Restate word for word each line from the one containing "[pin] car hood" through the end of the material, and nothing more. Drop every picture.

----------

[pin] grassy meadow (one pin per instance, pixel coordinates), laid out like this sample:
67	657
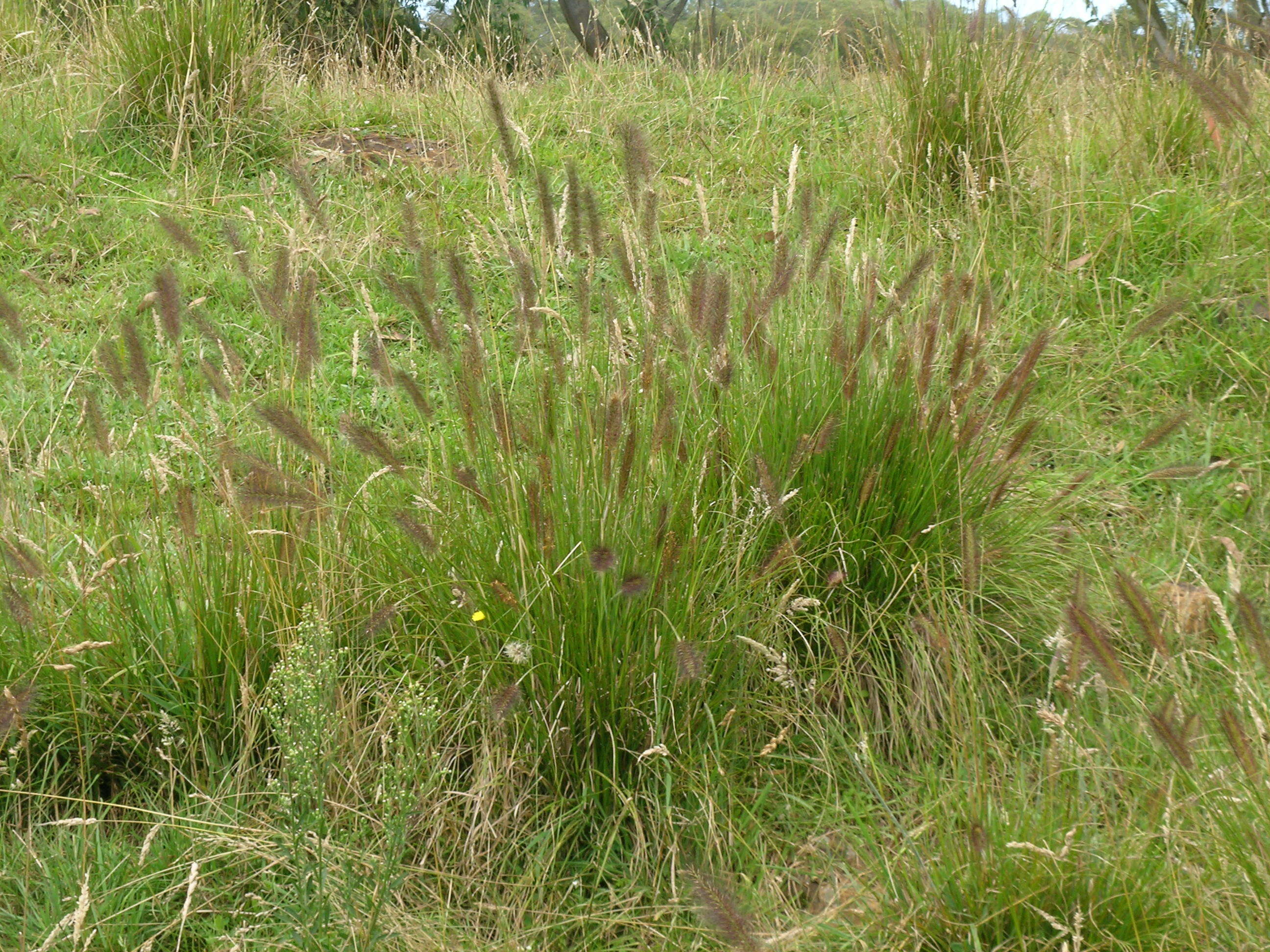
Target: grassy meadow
713	500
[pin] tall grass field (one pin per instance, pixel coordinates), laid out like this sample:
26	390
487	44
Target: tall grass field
777	484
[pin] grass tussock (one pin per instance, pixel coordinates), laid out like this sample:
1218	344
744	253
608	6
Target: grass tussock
190	73
640	530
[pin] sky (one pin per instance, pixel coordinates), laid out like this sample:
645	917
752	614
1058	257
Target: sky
1061	8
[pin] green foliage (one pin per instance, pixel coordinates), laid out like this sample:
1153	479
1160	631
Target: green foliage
962	103
1162	117
486	32
659	527
190	73
361	29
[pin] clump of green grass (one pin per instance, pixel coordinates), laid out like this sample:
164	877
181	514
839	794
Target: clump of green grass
190	73
963	92
1162	119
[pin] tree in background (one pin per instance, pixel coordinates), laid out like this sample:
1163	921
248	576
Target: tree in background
488	32
356	27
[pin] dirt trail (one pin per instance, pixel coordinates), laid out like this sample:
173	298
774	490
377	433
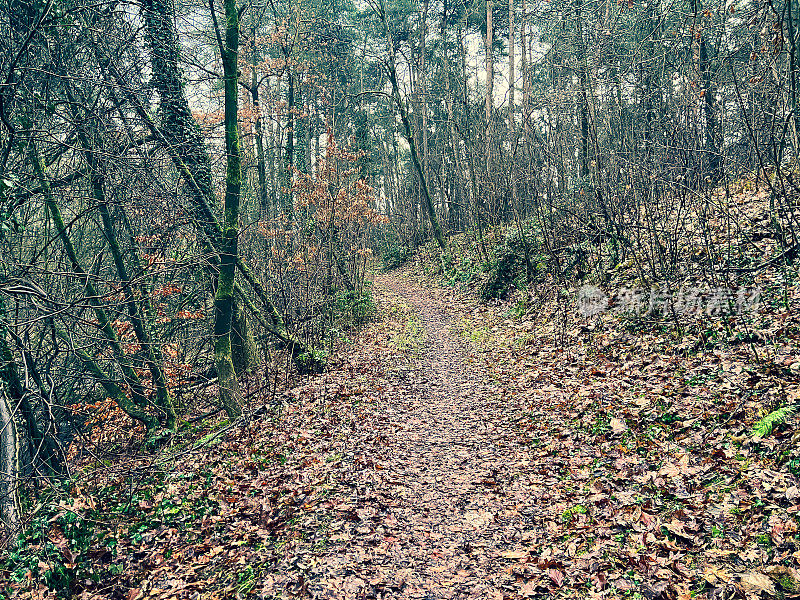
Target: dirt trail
446	501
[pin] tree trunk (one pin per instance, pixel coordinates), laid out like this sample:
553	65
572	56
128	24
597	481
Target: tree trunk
229	394
409	135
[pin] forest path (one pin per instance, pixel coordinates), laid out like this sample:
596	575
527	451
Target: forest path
436	516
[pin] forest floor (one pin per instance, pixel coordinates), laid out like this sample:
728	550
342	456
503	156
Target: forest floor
459	450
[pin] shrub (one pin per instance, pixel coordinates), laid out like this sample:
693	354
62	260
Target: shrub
396	256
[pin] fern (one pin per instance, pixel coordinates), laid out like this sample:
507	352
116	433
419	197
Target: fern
766	424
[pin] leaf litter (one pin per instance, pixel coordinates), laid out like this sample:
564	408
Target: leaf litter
451	452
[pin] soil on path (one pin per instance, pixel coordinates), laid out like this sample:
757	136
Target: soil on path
442	508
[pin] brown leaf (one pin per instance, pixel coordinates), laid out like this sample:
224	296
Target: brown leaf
556	576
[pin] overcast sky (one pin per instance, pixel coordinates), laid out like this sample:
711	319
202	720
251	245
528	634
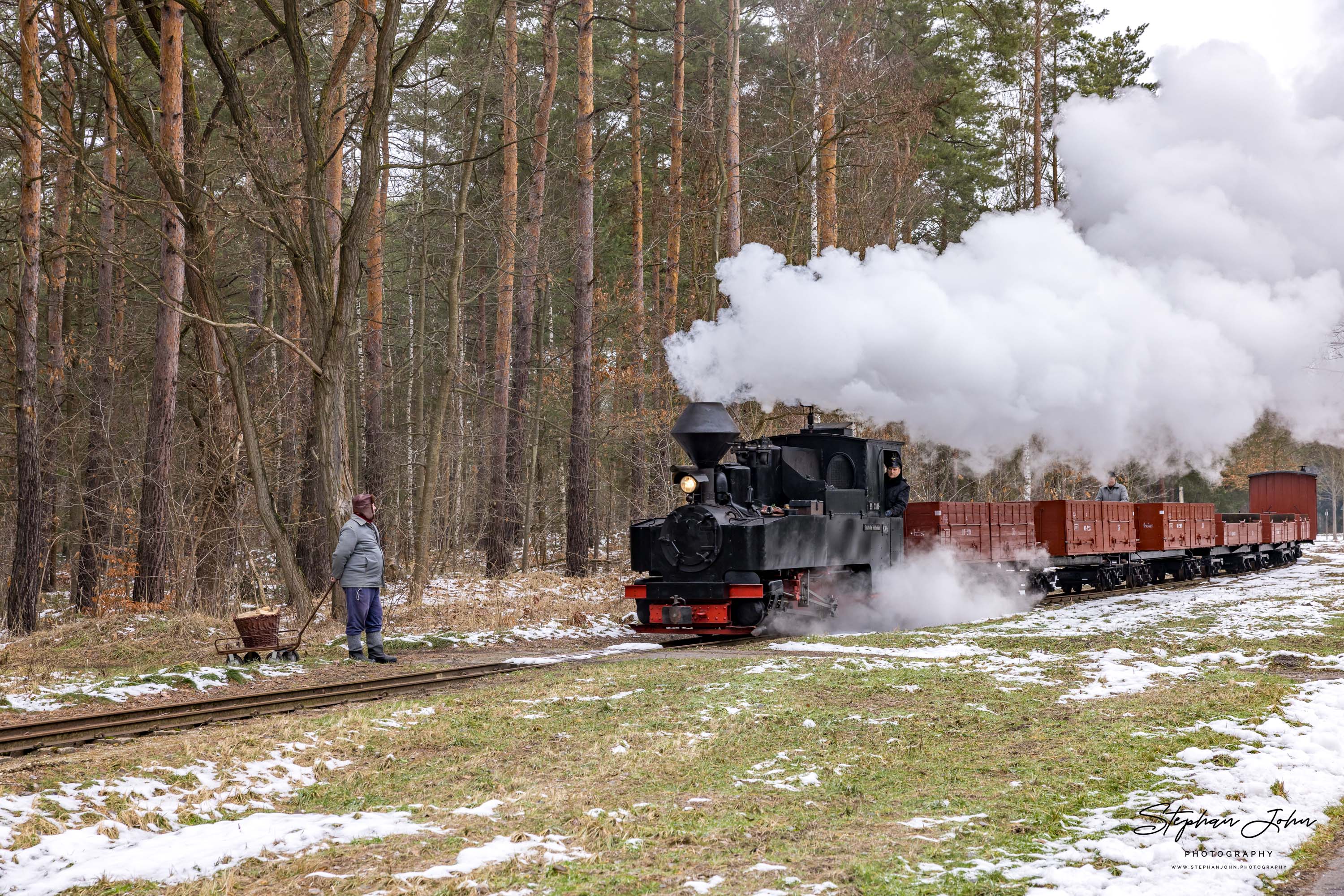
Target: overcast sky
1288	33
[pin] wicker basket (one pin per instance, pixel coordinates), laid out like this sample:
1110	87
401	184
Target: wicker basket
258	632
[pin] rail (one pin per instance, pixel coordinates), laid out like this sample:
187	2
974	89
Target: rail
69	731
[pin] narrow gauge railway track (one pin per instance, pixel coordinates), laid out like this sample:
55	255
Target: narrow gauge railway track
117	723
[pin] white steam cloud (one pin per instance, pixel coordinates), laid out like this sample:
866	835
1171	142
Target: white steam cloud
929	589
1191	284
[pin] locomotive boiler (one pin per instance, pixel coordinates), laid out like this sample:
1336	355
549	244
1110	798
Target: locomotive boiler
791	524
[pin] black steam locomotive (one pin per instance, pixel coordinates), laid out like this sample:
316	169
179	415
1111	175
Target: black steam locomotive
792	524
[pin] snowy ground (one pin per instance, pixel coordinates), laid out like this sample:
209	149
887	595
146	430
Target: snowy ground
77	687
1058	751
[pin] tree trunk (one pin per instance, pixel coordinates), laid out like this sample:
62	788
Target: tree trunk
156	480
336	129
1035	101
60	283
578	511
638	460
732	136
498	554
97	473
448	382
527	276
30	551
670	304
828	214
375	467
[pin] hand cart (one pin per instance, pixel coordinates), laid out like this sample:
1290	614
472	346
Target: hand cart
280	645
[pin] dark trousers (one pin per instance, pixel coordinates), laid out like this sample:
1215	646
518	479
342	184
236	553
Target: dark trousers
363	610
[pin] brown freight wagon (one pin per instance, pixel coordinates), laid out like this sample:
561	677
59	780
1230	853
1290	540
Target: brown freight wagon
1174	527
1012	530
961	526
1285	492
1279	527
1073	528
1236	530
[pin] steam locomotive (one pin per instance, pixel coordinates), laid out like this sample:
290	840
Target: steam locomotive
792	527
792	524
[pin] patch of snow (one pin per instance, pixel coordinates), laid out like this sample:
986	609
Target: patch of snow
1116	672
484	810
1287	767
550	849
85	856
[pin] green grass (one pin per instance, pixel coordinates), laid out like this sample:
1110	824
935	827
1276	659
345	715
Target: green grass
939	754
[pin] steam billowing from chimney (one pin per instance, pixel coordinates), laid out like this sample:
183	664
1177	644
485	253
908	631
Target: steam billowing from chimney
1191	284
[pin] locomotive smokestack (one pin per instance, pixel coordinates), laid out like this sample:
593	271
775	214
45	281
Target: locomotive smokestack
705	430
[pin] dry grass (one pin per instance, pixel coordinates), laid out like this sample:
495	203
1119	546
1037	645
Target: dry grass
115	641
134	639
475	604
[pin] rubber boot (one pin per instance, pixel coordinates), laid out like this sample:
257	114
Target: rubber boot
357	649
375	648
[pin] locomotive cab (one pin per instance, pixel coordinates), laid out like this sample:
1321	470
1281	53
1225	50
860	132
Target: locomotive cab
791	524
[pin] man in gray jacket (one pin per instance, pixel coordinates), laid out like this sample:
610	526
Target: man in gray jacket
1113	491
358	565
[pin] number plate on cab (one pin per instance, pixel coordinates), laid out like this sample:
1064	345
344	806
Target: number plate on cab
674	616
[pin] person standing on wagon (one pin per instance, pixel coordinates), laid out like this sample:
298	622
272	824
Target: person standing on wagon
358	565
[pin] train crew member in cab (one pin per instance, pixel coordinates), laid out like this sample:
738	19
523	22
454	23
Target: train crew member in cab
358	565
1113	491
897	489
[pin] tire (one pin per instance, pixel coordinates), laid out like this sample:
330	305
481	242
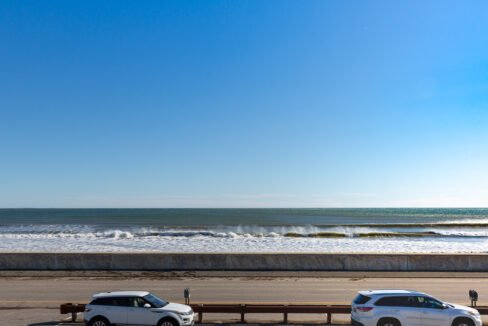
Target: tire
99	321
167	322
463	322
388	322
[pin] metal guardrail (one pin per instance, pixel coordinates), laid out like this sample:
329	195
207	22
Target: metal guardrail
243	309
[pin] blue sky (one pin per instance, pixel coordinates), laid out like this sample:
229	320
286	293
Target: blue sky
243	103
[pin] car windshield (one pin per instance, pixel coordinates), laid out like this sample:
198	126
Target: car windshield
155	301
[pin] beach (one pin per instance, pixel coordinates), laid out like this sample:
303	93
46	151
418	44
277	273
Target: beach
34	297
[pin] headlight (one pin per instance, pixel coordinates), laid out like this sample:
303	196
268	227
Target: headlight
181	313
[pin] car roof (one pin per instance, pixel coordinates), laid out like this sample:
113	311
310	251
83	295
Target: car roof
121	294
389	292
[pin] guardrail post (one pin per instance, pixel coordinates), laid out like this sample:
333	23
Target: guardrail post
200	314
243	307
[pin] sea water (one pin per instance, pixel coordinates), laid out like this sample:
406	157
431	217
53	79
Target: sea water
440	230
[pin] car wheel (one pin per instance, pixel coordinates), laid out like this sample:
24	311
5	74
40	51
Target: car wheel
98	321
388	322
463	322
167	322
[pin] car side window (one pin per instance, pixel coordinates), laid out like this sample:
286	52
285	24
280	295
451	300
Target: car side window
137	302
121	302
394	301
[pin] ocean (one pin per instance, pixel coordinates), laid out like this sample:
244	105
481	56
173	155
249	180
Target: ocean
327	230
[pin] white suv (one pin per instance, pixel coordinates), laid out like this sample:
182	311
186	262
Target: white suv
135	308
408	308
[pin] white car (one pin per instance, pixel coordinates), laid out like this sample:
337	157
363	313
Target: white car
408	308
135	308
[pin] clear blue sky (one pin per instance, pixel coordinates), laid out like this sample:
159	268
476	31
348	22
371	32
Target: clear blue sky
243	103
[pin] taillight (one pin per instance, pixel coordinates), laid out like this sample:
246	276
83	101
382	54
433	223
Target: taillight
364	309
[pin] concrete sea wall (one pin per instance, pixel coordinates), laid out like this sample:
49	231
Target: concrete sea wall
245	261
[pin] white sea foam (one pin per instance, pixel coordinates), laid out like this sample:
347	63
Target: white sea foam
85	238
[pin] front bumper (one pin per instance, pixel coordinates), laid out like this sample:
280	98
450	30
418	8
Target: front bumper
188	320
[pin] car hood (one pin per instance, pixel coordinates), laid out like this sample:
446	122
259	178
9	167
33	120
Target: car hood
464	308
177	307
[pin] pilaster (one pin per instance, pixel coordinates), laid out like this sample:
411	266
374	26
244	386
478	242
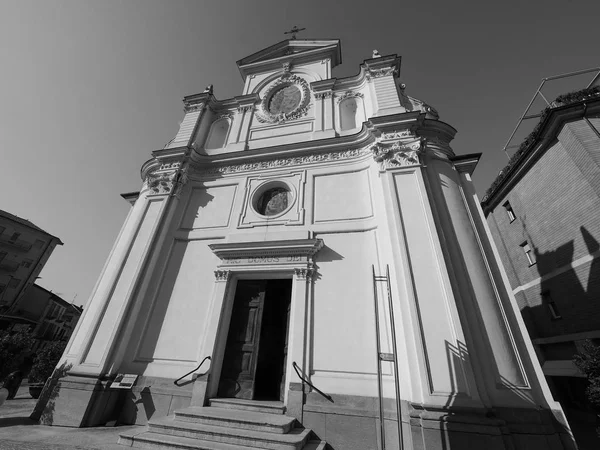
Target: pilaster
444	374
324	111
95	352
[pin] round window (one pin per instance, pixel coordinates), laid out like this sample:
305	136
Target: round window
273	201
285	100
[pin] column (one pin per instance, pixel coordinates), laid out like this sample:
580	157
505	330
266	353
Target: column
298	344
486	321
82	396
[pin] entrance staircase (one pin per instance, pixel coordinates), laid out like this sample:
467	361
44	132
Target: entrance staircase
227	424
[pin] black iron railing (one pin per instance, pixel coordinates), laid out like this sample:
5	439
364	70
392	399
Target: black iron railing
304	380
191	371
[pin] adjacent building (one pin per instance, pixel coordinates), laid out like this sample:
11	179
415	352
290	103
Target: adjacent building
24	250
310	251
46	314
544	215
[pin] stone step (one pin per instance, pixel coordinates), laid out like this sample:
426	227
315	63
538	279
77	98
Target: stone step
315	445
155	441
149	440
294	440
248	420
248	405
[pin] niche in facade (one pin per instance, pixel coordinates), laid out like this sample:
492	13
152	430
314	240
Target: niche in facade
218	134
350	116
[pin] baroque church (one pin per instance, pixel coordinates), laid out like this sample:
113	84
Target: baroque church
307	266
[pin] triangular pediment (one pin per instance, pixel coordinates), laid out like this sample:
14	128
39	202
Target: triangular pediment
293	50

----------

-- RESULT BELOW --
[pin] car hood (one pin per instance, pixel coordinates), laid out like this sample:
446	122
259	178
9	167
33	120
Target: car hood
464	308
177	307
[pin] pilaster (one pin per instance, pixel coordinates), laid out like this sample:
411	266
374	26
244	386
478	242
Target: pilaster
444	374
324	111
95	352
[pin] round window (one pin per instance, pixel coordinates), laid out like this sample:
305	136
Target: round window
273	201
285	100
[pin] column (one pin per instance, pixel coordinates), laid out like this sample:
580	157
505	330
266	353
Target: column
298	344
486	321
82	396
[pin] entrance staircase (one pin per instance, pixel coordinates), laid out like this sample:
467	361
44	132
Target: entrance staircase
227	424
[pin] black iron railing (one pin per instance, pixel coordinates), laid out like this sample:
5	439
364	70
392	399
Target: black iron railing
304	380
191	371
[pin] adjacent building (one pin per instance, pixel coordinates), laid out like this sample:
11	179
415	352
290	103
Target: adjacent building
24	250
310	251
46	314
544	215
[pin] stone step (one pin per instance, pixel coordinates), laid out like this sample:
426	227
315	63
538	279
77	98
Target: stone step
315	445
155	441
149	440
294	440
248	420
248	405
[pin] niche in facade (one pin per instance, pixel coordinates), laid out like this sample:
492	13
152	430
314	240
Target: niche in facade
218	134
350	116
[pin] baroque church (one pin per instance, pixel coordinates), laid out like this sample:
113	84
Target: baroque church
307	266
[pin] triangular pediment (one pin per instance, pixel coordinates), laid out like this sample:
14	128
39	202
Target: triangular pediment
293	50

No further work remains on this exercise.